- _The task_
Copy exactly, line for line, the part of the listing from the line containing "of the pink" through its last line, and nothing else.

·····

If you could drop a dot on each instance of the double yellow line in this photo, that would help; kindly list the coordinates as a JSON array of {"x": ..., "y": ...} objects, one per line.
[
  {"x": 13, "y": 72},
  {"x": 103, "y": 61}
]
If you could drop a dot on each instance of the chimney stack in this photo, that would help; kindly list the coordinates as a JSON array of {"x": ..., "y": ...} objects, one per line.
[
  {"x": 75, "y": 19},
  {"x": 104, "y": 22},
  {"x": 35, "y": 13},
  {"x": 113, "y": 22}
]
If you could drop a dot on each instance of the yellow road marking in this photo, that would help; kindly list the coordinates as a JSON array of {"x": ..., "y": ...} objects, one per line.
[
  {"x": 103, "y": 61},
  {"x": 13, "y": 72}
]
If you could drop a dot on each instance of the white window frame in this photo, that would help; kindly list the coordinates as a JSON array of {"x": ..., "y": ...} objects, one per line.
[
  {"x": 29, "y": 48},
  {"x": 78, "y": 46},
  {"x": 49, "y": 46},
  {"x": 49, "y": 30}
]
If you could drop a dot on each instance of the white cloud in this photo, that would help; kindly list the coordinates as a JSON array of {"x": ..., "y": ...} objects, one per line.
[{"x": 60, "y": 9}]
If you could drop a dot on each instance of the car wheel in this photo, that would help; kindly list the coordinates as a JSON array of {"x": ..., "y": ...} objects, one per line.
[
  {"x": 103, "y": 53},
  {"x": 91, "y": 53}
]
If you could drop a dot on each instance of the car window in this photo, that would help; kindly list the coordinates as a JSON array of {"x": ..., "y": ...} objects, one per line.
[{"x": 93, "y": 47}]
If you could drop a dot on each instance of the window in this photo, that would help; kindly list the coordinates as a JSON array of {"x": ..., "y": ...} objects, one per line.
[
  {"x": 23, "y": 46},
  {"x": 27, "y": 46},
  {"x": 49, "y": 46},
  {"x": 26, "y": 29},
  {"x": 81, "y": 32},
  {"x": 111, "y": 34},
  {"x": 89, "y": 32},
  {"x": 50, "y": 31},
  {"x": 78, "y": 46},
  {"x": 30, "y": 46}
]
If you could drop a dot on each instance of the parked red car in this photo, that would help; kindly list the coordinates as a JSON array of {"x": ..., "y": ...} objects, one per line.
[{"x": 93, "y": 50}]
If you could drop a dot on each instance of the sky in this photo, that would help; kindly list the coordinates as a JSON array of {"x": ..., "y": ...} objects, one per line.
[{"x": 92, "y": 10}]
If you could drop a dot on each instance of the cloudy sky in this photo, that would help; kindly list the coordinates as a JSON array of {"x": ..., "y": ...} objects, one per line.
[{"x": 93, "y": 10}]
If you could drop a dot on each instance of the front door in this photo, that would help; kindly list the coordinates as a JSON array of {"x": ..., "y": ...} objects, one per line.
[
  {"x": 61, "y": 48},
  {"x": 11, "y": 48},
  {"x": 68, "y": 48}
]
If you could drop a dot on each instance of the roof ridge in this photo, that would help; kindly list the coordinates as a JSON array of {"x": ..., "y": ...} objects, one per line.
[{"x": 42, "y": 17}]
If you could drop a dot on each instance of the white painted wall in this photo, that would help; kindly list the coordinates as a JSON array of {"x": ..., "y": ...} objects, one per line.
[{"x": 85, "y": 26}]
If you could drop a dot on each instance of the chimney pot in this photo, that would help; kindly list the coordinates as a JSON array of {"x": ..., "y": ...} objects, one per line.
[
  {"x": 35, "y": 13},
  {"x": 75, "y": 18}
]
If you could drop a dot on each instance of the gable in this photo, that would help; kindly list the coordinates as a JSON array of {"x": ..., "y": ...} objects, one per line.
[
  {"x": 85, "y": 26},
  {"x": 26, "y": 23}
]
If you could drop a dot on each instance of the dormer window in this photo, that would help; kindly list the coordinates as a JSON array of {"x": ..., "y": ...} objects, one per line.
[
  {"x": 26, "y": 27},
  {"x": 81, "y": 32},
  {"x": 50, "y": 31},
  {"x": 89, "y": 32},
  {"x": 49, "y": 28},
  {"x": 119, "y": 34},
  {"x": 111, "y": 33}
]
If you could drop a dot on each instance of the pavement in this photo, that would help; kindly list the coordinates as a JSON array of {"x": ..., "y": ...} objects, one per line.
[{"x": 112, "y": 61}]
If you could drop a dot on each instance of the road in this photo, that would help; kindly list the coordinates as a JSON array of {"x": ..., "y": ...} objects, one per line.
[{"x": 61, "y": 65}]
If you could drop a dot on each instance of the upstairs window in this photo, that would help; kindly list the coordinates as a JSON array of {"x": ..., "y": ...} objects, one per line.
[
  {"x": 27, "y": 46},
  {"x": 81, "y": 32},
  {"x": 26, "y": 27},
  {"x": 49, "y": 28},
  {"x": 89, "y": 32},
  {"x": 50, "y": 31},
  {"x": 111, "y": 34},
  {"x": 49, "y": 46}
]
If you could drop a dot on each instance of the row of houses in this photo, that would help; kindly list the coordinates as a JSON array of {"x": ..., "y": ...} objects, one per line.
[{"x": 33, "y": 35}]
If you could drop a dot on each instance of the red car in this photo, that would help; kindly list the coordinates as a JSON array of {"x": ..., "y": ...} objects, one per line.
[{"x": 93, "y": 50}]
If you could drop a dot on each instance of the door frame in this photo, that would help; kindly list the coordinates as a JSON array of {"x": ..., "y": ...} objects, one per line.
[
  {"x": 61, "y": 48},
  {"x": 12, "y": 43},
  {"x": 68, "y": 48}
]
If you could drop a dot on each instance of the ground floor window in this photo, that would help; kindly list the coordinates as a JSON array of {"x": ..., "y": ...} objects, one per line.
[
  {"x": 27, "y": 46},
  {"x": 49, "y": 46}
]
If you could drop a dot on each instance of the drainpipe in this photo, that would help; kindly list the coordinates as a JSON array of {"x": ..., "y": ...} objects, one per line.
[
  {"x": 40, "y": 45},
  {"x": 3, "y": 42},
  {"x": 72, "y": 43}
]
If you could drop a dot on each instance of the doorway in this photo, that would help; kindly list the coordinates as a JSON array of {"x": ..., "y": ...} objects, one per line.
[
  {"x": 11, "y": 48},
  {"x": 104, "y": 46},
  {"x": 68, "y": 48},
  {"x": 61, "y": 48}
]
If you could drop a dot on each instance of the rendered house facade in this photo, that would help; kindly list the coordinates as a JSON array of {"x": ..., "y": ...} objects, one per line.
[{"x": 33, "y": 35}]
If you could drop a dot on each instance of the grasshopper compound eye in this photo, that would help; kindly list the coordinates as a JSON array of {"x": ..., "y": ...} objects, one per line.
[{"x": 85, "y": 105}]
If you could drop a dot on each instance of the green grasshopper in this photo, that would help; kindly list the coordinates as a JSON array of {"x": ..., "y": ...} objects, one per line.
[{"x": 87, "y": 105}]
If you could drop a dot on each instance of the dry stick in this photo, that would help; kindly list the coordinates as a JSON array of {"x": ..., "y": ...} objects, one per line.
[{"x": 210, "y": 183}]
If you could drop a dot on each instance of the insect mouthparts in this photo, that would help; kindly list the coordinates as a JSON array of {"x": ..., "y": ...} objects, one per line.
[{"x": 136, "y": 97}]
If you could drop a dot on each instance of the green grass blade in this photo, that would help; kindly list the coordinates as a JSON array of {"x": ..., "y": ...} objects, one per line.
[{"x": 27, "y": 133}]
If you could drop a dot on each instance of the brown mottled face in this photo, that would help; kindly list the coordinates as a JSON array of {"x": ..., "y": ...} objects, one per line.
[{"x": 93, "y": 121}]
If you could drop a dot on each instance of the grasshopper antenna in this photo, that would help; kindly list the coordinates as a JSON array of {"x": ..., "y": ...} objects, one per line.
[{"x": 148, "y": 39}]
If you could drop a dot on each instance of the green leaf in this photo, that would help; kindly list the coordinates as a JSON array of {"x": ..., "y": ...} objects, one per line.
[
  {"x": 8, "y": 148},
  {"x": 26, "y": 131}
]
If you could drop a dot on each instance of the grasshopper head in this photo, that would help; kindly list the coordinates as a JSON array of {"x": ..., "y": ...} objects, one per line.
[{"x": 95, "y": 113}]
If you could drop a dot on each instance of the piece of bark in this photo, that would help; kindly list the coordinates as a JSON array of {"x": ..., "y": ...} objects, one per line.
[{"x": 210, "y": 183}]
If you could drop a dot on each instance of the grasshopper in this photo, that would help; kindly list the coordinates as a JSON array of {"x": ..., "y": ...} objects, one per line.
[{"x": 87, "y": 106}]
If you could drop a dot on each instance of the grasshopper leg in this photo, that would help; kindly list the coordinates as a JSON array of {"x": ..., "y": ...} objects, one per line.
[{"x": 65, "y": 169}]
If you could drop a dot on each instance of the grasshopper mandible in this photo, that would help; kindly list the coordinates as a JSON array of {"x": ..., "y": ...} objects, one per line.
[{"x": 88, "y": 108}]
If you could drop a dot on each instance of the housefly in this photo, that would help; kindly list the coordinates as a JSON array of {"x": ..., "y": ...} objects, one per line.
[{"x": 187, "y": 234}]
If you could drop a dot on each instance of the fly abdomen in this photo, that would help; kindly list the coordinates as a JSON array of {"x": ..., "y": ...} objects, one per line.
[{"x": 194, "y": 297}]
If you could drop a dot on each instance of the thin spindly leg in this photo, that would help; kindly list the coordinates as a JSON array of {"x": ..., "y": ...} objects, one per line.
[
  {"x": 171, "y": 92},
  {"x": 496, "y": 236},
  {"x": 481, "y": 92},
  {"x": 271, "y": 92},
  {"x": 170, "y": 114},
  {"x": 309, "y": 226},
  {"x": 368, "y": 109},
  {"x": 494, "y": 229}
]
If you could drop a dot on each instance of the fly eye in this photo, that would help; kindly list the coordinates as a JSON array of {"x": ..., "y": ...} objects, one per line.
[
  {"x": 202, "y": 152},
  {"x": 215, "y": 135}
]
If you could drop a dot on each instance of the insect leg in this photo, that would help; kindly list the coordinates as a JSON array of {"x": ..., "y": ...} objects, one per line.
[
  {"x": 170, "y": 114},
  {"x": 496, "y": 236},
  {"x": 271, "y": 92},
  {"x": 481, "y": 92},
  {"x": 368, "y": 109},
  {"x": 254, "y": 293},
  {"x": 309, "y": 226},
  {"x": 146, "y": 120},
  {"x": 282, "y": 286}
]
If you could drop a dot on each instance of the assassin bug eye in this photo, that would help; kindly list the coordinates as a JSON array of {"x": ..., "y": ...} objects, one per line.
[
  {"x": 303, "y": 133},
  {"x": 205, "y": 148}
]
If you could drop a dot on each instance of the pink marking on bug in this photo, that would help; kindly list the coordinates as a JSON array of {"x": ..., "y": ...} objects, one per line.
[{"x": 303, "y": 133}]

·····

- _Response for this exercise_
If you could drop a dot on each instance of the pink marking on bug in this photo, that would help; kindly list the coordinates as a JSON array of {"x": ..., "y": ...} objects, one per line.
[{"x": 303, "y": 133}]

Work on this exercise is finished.